Beschlussberichtigung bei eindeutig unzutreffender Parteibezeichnung, nicht aber bei fehlerhafter Rechtsanwendung - Auslegung als Berichtigungsantrag - Keine Verfahrensunterbrechung durch gesetzlichen Beteiligtenwechsel

BFH III. Senat

FGO § 107, FGO § 108, BGB § 133, BGB § 157, FGO § 155, ZPO § 239 Abs 1

vorgehend BFH , 13. January 2011, Az: III B 96/09

Leitsätze

NV: Eine zu berichtigende ähnliche offenbare Unrichtigkeit i.S. des § 107 FGO liegt vor, wenn der Beschluss über die Nichtzulassung der Revision als Beklagte eine nicht mehr existente Familienkasse benennt, deren Parteistellung inzwischen auf eine andere Familienkasse übergegangen ist .

Tatbestand

  1. I. Der Kläger und Beschwerdeführer (Kläger) legte gegen das Urteil des Finanzgerichts Münster vom 31. März 2009  1 K 233/08 Kg Beschwerde gegen die Nichtzulassung der Revision ein. Die Beschwerde wurde mit Beschluss vom 14. Januar 2011 III B 96/09 als unbegründet zurückgewiesen. Der Beschluss trägt fälschlicherweise das Datum vom 14. Januar 2010.

ÜBUNGSAUFGABEN =>
(1) Welches Datum trägt der Beschluss laut Textauszug fälschlicherweise?
(2) Kopiere den Abschnitt des Textauszugs, der bei den Worten „NV: Eine zu“ beginnt, und hör nach „übergegangen ist .“ auf.
Das Material hat keinen Bezug zum Textauszug.

AUSGELESENE EINTRÄGE =>
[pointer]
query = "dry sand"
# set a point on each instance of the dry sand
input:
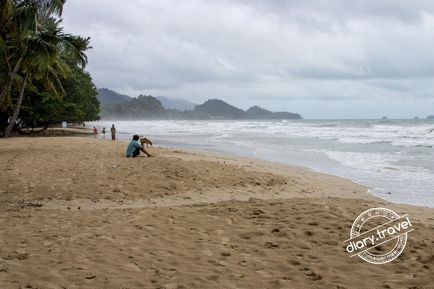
(74, 213)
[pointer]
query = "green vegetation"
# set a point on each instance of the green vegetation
(142, 107)
(42, 75)
(119, 106)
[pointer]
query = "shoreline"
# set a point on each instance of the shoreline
(75, 213)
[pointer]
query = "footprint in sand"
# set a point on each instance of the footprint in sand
(133, 267)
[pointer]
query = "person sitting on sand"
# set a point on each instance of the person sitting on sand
(134, 148)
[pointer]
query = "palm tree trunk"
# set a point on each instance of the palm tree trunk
(17, 108)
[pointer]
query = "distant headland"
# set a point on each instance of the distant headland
(120, 106)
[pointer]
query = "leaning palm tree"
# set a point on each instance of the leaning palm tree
(42, 50)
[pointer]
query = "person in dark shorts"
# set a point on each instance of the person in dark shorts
(113, 132)
(134, 148)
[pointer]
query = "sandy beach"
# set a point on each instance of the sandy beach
(75, 213)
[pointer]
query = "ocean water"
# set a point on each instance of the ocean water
(395, 158)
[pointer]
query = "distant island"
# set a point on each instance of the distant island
(119, 106)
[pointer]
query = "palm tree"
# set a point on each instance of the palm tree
(40, 51)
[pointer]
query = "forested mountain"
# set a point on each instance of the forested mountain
(107, 96)
(216, 108)
(118, 106)
(141, 107)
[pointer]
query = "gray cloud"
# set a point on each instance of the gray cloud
(281, 54)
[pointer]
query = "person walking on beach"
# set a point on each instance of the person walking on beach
(134, 148)
(113, 132)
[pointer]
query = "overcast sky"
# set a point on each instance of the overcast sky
(322, 59)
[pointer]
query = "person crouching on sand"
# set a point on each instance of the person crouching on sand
(134, 148)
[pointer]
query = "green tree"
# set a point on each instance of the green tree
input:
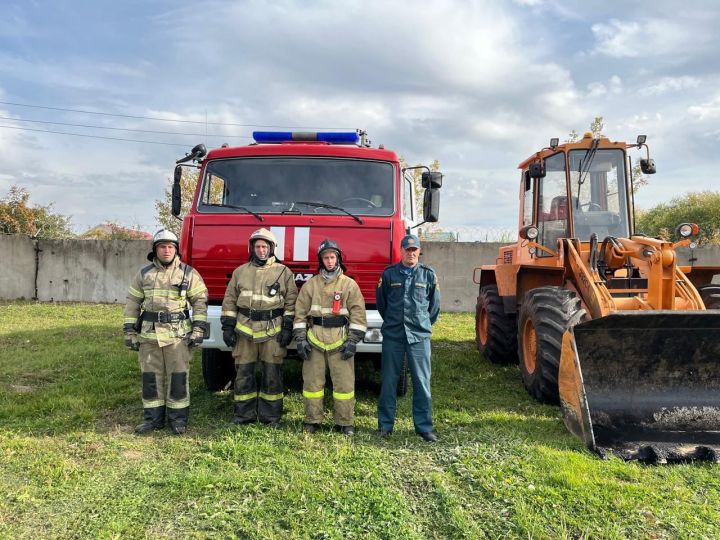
(163, 207)
(701, 207)
(18, 217)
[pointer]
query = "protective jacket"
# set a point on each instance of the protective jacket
(408, 300)
(258, 297)
(326, 329)
(162, 295)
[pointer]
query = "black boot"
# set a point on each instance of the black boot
(178, 420)
(153, 418)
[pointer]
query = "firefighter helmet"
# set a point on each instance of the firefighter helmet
(262, 234)
(164, 235)
(330, 245)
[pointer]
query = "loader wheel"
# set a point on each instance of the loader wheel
(545, 314)
(495, 331)
(710, 295)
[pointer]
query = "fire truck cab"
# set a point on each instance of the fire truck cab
(304, 187)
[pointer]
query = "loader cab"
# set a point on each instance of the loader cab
(579, 192)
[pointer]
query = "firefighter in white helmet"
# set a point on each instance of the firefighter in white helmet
(157, 323)
(330, 320)
(257, 317)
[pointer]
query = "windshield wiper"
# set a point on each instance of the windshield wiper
(238, 208)
(331, 207)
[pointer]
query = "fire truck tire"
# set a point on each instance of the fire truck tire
(495, 331)
(218, 369)
(710, 295)
(545, 314)
(403, 380)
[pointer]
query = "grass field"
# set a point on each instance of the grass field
(505, 467)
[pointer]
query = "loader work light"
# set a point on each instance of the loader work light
(332, 137)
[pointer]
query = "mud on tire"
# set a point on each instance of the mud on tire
(546, 313)
(495, 331)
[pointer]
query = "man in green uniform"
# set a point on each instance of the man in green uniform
(257, 317)
(408, 298)
(158, 325)
(329, 322)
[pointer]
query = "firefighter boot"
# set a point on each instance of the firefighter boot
(153, 418)
(178, 420)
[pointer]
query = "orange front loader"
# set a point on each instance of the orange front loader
(602, 318)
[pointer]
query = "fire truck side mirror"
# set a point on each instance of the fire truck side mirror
(432, 180)
(176, 193)
(536, 169)
(431, 205)
(647, 166)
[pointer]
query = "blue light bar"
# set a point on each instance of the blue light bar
(332, 137)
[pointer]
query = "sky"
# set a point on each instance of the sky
(478, 85)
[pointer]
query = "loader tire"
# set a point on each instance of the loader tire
(495, 331)
(710, 295)
(545, 314)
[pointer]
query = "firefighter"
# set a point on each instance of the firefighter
(158, 325)
(408, 299)
(329, 322)
(257, 318)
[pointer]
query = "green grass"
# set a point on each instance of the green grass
(505, 467)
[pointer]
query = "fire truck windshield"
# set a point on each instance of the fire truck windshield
(276, 185)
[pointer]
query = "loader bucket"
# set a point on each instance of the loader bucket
(644, 384)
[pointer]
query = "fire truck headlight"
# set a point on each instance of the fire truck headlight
(374, 335)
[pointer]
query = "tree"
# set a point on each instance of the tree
(163, 207)
(18, 217)
(701, 207)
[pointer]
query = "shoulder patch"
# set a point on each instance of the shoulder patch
(146, 269)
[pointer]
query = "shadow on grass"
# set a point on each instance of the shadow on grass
(79, 378)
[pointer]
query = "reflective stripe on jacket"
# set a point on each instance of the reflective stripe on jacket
(249, 289)
(316, 299)
(157, 288)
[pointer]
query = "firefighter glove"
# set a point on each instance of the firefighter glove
(131, 342)
(349, 348)
(284, 337)
(228, 326)
(303, 346)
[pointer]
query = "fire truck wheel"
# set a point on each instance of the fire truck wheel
(495, 331)
(545, 314)
(218, 369)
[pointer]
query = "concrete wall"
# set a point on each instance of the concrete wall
(99, 270)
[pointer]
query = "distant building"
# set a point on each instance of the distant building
(437, 236)
(110, 231)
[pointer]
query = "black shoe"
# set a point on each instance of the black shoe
(147, 427)
(310, 428)
(429, 436)
(178, 428)
(348, 431)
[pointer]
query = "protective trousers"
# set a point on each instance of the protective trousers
(418, 355)
(165, 382)
(342, 373)
(267, 404)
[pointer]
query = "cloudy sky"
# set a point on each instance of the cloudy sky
(478, 85)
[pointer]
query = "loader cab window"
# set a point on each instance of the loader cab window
(553, 211)
(599, 193)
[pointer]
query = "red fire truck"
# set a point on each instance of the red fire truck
(304, 187)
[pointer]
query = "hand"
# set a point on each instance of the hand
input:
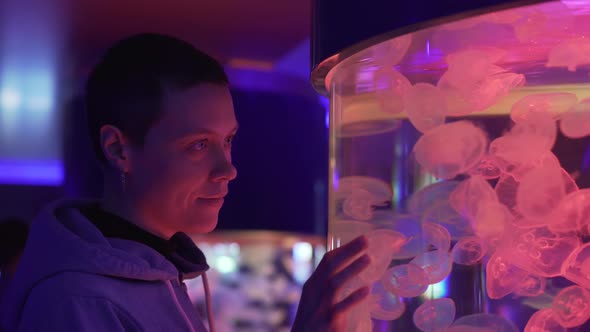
(319, 308)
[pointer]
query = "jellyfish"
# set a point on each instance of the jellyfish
(451, 149)
(572, 306)
(435, 315)
(406, 280)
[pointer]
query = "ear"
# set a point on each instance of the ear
(115, 147)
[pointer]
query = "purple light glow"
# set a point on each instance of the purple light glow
(31, 172)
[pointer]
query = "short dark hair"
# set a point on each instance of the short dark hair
(13, 237)
(126, 88)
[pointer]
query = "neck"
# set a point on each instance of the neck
(121, 203)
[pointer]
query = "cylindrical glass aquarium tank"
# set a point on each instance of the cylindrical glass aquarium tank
(460, 147)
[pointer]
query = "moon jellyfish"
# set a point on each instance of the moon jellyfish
(451, 149)
(572, 306)
(384, 305)
(435, 315)
(544, 320)
(383, 244)
(406, 280)
(469, 251)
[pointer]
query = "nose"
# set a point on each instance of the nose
(224, 169)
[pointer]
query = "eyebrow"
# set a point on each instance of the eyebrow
(201, 131)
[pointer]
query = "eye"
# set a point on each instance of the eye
(229, 140)
(199, 145)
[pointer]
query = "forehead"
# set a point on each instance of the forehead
(204, 107)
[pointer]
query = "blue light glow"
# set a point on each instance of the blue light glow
(10, 99)
(32, 172)
(326, 103)
(30, 136)
(438, 290)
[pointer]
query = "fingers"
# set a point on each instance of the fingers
(336, 259)
(350, 301)
(356, 267)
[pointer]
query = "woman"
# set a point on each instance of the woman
(162, 121)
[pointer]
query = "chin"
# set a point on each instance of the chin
(200, 225)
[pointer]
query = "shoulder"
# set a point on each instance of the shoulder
(82, 284)
(73, 295)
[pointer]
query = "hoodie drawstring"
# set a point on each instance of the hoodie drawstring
(178, 306)
(208, 303)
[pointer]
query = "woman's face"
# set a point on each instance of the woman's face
(178, 179)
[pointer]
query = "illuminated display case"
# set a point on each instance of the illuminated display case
(255, 278)
(459, 146)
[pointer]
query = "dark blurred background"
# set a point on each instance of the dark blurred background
(48, 47)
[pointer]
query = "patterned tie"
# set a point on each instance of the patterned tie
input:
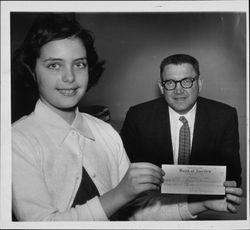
(184, 142)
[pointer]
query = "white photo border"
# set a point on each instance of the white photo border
(99, 6)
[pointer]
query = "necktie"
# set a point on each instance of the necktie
(87, 189)
(184, 142)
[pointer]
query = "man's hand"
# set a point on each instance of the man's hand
(229, 203)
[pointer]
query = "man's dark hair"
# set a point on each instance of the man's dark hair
(178, 59)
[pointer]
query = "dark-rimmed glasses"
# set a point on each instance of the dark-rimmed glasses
(186, 83)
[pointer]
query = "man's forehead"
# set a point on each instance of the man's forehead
(185, 70)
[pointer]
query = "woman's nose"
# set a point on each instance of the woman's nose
(68, 75)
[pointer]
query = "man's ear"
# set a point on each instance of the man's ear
(200, 83)
(160, 87)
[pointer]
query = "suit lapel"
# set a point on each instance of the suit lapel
(200, 135)
(163, 133)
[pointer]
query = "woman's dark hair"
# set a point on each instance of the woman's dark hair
(55, 26)
(46, 27)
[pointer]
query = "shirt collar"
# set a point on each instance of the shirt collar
(189, 115)
(56, 127)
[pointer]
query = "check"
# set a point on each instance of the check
(194, 179)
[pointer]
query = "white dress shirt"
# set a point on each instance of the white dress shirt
(47, 159)
(175, 125)
(47, 164)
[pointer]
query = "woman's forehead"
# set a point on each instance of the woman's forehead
(63, 48)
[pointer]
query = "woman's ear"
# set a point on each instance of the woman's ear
(30, 71)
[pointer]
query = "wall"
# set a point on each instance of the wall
(133, 46)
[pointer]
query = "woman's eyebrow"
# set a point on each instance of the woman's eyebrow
(81, 59)
(52, 59)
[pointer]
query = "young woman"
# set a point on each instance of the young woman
(67, 165)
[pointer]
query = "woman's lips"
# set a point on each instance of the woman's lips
(67, 92)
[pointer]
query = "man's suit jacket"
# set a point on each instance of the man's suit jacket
(147, 137)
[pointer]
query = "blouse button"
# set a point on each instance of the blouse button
(73, 133)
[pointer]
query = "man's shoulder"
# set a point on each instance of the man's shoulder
(149, 105)
(214, 105)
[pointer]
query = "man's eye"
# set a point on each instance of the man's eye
(54, 66)
(81, 65)
(170, 82)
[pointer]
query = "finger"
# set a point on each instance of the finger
(231, 208)
(234, 191)
(149, 180)
(137, 172)
(146, 187)
(235, 199)
(231, 183)
(147, 165)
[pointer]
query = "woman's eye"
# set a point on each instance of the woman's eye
(54, 66)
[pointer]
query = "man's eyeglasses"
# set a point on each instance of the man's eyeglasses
(186, 83)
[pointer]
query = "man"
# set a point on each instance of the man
(151, 130)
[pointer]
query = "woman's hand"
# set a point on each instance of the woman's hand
(229, 203)
(140, 177)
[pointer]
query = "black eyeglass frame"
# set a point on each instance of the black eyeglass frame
(163, 83)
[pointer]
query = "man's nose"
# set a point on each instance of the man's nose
(179, 88)
(69, 75)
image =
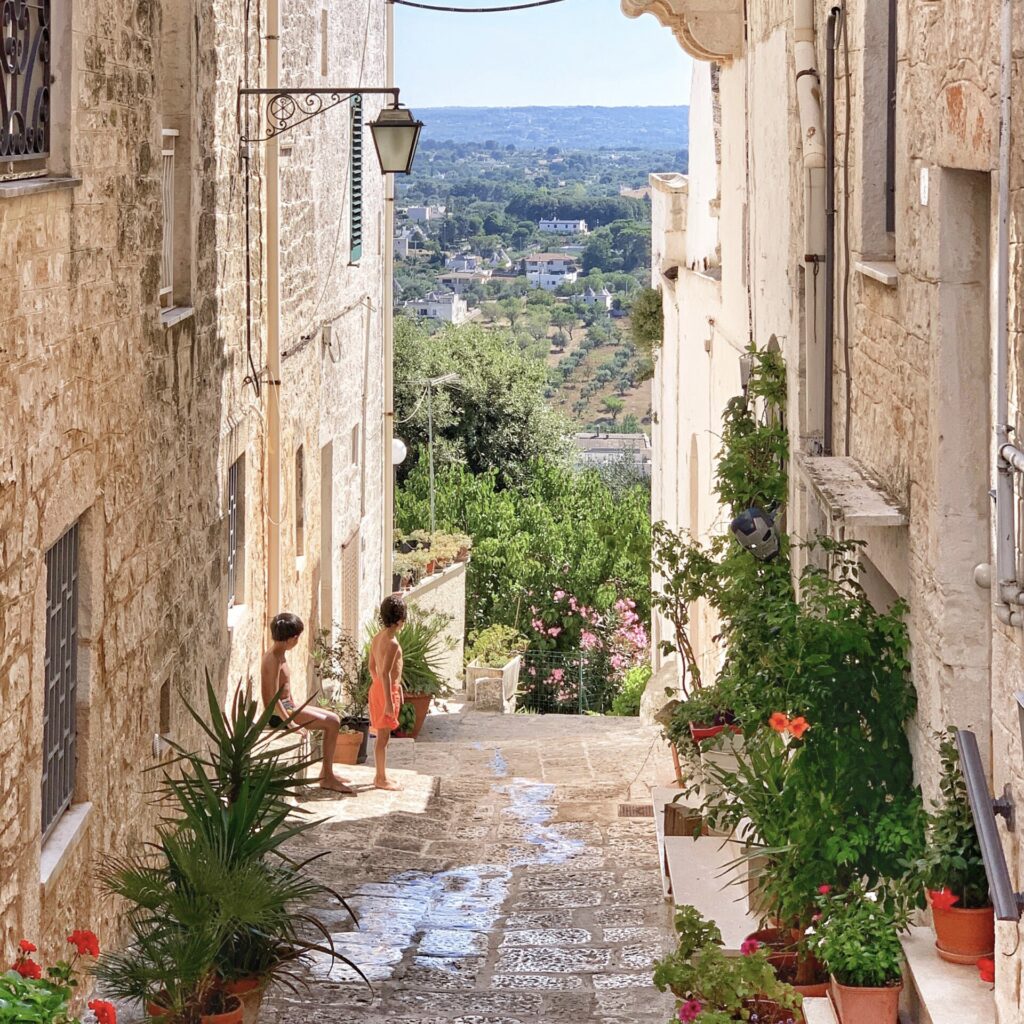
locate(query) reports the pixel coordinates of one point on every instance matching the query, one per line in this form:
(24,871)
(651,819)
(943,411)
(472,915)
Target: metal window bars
(25,83)
(60,671)
(169,135)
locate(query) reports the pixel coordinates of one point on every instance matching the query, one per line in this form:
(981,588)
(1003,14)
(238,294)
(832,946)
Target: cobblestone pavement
(500,886)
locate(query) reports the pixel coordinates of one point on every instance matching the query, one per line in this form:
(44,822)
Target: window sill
(168,317)
(61,843)
(884,272)
(237,615)
(30,186)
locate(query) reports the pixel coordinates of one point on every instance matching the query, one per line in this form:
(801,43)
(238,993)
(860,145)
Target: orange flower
(799,726)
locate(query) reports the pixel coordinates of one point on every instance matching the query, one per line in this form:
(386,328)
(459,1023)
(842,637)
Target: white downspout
(272,326)
(387,316)
(813,143)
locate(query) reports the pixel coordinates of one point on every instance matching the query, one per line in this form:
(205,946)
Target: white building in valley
(564,226)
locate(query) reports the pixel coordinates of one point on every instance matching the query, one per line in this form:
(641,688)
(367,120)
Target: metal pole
(430,450)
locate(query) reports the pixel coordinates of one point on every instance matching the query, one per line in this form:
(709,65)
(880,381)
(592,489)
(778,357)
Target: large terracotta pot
(250,992)
(231,1016)
(346,750)
(865,1006)
(964,936)
(421,704)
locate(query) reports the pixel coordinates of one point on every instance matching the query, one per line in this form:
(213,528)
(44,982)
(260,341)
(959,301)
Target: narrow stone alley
(501,885)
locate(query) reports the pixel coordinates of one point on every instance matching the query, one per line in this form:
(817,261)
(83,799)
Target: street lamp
(396,134)
(395,131)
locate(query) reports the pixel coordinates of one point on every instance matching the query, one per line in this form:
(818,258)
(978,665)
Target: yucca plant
(217,897)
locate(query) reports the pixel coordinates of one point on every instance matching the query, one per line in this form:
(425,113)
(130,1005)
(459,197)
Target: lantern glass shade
(396,134)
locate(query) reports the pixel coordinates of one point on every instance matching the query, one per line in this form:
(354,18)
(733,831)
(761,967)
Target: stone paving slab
(500,886)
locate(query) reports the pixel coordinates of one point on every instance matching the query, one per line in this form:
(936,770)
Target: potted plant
(495,652)
(344,690)
(858,940)
(712,987)
(953,871)
(215,905)
(31,995)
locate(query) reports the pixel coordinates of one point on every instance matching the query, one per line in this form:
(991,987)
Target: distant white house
(605,450)
(420,214)
(463,261)
(602,298)
(549,270)
(444,306)
(564,226)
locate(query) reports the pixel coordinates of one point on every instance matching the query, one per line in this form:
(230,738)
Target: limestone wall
(110,419)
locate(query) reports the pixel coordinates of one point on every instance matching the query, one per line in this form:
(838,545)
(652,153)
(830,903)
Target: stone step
(937,992)
(819,1011)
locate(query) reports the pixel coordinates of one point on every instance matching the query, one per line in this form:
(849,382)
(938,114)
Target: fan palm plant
(217,896)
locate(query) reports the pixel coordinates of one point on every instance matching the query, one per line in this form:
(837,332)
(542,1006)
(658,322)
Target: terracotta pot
(865,1006)
(421,704)
(232,1016)
(964,936)
(346,750)
(250,992)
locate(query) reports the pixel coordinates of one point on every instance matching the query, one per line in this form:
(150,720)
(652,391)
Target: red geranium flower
(85,941)
(944,898)
(799,726)
(105,1012)
(27,968)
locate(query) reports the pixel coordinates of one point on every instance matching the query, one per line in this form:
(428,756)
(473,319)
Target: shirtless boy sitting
(275,681)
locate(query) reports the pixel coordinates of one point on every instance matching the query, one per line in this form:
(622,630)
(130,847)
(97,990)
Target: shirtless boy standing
(275,683)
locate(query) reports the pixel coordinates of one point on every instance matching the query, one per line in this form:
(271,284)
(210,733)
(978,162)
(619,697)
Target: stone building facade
(897,445)
(134,428)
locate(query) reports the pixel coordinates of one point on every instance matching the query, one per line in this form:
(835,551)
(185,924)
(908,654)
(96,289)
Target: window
(25,89)
(59,725)
(169,136)
(300,502)
(355,182)
(236,531)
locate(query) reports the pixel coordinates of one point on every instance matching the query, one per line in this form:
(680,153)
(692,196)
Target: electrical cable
(475,10)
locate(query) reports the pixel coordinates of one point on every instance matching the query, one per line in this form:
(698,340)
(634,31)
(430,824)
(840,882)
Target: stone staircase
(701,872)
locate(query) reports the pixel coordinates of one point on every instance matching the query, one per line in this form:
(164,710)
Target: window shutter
(355,182)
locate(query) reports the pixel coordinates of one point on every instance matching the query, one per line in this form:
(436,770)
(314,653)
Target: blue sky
(580,52)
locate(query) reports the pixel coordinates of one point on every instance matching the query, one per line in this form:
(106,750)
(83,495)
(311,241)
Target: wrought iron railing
(25,80)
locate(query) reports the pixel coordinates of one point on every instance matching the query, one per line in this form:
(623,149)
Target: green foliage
(724,985)
(496,645)
(555,529)
(858,935)
(216,896)
(627,701)
(495,418)
(646,320)
(952,854)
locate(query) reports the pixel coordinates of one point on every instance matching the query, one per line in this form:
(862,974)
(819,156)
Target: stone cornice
(708,30)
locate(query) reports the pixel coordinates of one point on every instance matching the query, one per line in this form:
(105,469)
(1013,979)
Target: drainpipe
(387,317)
(815,190)
(272,327)
(832,36)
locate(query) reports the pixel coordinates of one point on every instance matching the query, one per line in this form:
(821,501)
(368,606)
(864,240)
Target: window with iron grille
(59,724)
(355,182)
(25,88)
(236,531)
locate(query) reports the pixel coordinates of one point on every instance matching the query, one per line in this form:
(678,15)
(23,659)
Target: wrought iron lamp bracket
(285,109)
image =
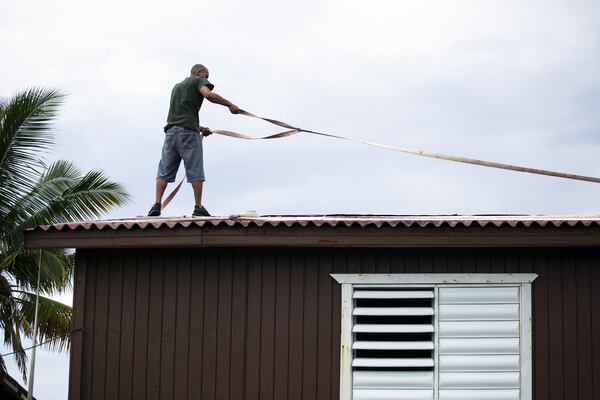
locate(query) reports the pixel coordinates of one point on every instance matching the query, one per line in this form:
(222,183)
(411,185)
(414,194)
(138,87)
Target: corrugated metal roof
(378,221)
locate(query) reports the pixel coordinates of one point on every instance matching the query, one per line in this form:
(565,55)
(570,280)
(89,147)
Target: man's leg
(161,185)
(197,186)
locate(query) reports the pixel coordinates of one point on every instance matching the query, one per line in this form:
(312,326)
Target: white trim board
(434,279)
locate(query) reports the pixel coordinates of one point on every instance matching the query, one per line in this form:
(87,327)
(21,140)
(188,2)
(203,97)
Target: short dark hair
(197,68)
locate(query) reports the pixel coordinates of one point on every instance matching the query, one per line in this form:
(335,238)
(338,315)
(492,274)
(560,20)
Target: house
(334,307)
(10,389)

LÖSUNGEN =>
(1) Den 14. Januar 2010.

(2)
NV: Eine zu berichtigende ähnliche offenbare Unrichtigkeit i.S. des § 107 FGO liegt vor, wenn der Beschluss über die Nichtzulassung der Revision als Beklagte eine nicht mehr existente Familienkasse benennt, deren Parteistellung inzwischen auf eine andere Familienkasse übergegangen ist .